[SHORT PROBLEM A]
Please change "marker" to "dot" in the records, from the line containing "dark gray wall" through the end of the records, keeping every other word the same and leaving out the pictures.

** start DOCUMENT **

Oh I see, the simple answer would be "the fact that cache flushing is
done is implied", now let's take a simple example:
CPU 1 CPU 2
===== =====
spin_lock();
x = 1;
spin_unlock();
spin_lock();
r1 = x; // r1 == 1
spin_unlock();
that is, if CPU 2 gets the lock later than CPU 1, r1 is guaranteed to be
1, right? Now let's open the box, with a trivial spinlock implementation:
CPU 1 CPU 2
===== =====
spin_lock();
x = 1;
spin_unlock():
smp_store_release(lock, 0);
spin_lock():
while (cmpxchg_acquire(lock, 0, 1) != 0) { }
r1 = x; // r1 == 1
spin_unlock();
now, for CPU2 to acquire the lock, the cmpxchg_acquire() has to succeed,
that means a few things:
1. CPU2 observes the lock value to be 0, i.e CPU2 observes the
store of CPU1 on the lock.
2. Since the smp_store_release() on CPU1, and the cmpxchg_acquire()

** end DOCUMENT **
** start GIVEN INFORMATION **

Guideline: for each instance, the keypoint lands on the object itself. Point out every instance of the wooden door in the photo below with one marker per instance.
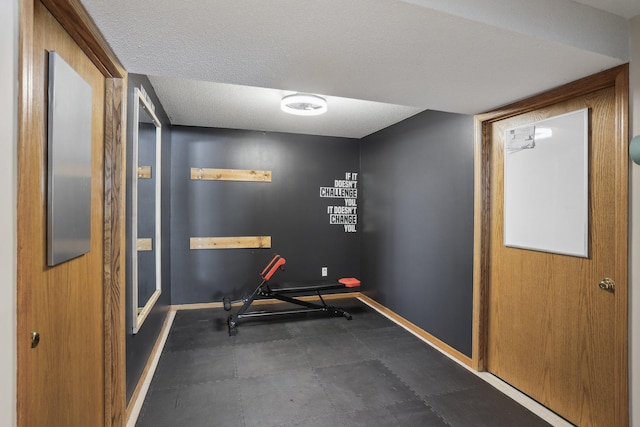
(61, 382)
(551, 331)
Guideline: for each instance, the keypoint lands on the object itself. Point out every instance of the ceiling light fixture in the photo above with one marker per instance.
(303, 105)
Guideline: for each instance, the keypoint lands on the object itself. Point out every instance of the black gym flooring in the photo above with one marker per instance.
(315, 371)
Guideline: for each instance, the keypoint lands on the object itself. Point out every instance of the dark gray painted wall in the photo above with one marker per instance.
(289, 209)
(417, 240)
(139, 346)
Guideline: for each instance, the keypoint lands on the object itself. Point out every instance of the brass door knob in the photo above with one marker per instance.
(607, 285)
(35, 339)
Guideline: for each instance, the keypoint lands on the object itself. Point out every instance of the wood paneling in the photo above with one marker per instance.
(230, 175)
(76, 375)
(239, 242)
(114, 274)
(541, 322)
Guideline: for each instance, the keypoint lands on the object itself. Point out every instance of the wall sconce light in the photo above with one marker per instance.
(634, 149)
(303, 105)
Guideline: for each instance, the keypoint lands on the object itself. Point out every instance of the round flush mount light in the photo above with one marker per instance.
(304, 105)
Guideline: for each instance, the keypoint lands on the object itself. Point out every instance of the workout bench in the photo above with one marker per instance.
(264, 290)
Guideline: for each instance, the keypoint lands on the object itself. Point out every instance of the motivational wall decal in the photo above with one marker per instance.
(346, 189)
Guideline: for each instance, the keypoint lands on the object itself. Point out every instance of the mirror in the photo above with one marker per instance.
(145, 202)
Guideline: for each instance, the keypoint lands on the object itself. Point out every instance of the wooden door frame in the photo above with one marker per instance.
(75, 20)
(619, 79)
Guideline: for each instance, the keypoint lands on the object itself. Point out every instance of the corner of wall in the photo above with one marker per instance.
(634, 226)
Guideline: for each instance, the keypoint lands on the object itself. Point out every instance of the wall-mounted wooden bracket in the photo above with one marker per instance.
(230, 175)
(144, 172)
(241, 242)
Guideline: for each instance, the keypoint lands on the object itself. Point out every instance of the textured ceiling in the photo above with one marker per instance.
(218, 63)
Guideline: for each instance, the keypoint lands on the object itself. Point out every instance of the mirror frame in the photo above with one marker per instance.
(139, 317)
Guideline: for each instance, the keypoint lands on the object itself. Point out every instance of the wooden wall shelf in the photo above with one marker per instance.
(201, 174)
(241, 242)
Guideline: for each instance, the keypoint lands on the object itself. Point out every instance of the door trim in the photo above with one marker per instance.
(619, 79)
(75, 20)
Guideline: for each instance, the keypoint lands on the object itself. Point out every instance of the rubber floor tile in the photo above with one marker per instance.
(194, 366)
(283, 398)
(268, 358)
(358, 386)
(333, 349)
(427, 372)
(198, 405)
(482, 406)
(390, 341)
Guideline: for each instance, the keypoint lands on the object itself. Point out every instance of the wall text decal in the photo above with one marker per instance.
(347, 214)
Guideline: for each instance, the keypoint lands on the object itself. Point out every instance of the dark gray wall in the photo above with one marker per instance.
(139, 346)
(289, 209)
(417, 240)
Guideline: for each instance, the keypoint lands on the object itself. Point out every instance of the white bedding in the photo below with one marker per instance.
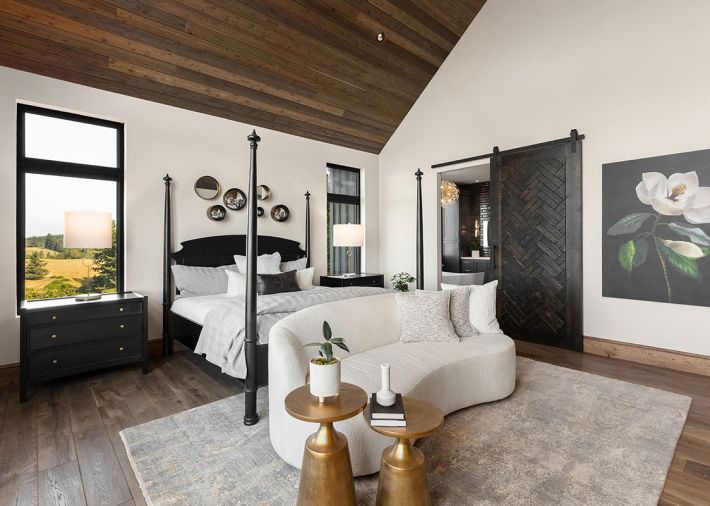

** end GIVEN INFORMATION **

[SHORT PROBLEM B]
Transcribe the whole text on spinlock ordering word for word.

[OUTPUT A]
Guideline: for each instance, the keypoint lands on the object itself. Point out every instance of the dark gray wall in the photo above with one dot per instance.
(139, 346)
(289, 209)
(417, 240)
Guideline: for each instance, the keypoint lands on the object itself. Point out every instance of the white bedding in the photo below with one dot per instance.

[OUTPUT B]
Oh I see, the simple answer would be "the fact that cache flushing is
done is implied", now let's take a simple example:
CPU 1 CPU 2
===== =====
spin_lock();
x = 1;
spin_unlock();
spin_lock();
r1 = x; // r1 == 1
spin_unlock();
that is, if CPU 2 gets the lock later than CPU 1, r1 is guaranteed to be
1, right? Now let's open the box, with a trivial spinlock implementation:
CPU 1 CPU 2
===== =====
spin_lock();
x = 1;
spin_unlock():
smp_store_release(lock, 0);
spin_lock():
while (cmpxchg_acquire(lock, 0, 1) != 0) { }
r1 = x; // r1 == 1
spin_unlock();
now, for CPU2 to acquire the lock, the cmpxchg_acquire() has to succeed,
that means a few things:
1. CPU2 observes the lock value to be 0, i.e CPU2 observes the
store of CPU1 on the lock.
2. Since the smp_store_release() on CPU1, and the cmpxchg_acquire()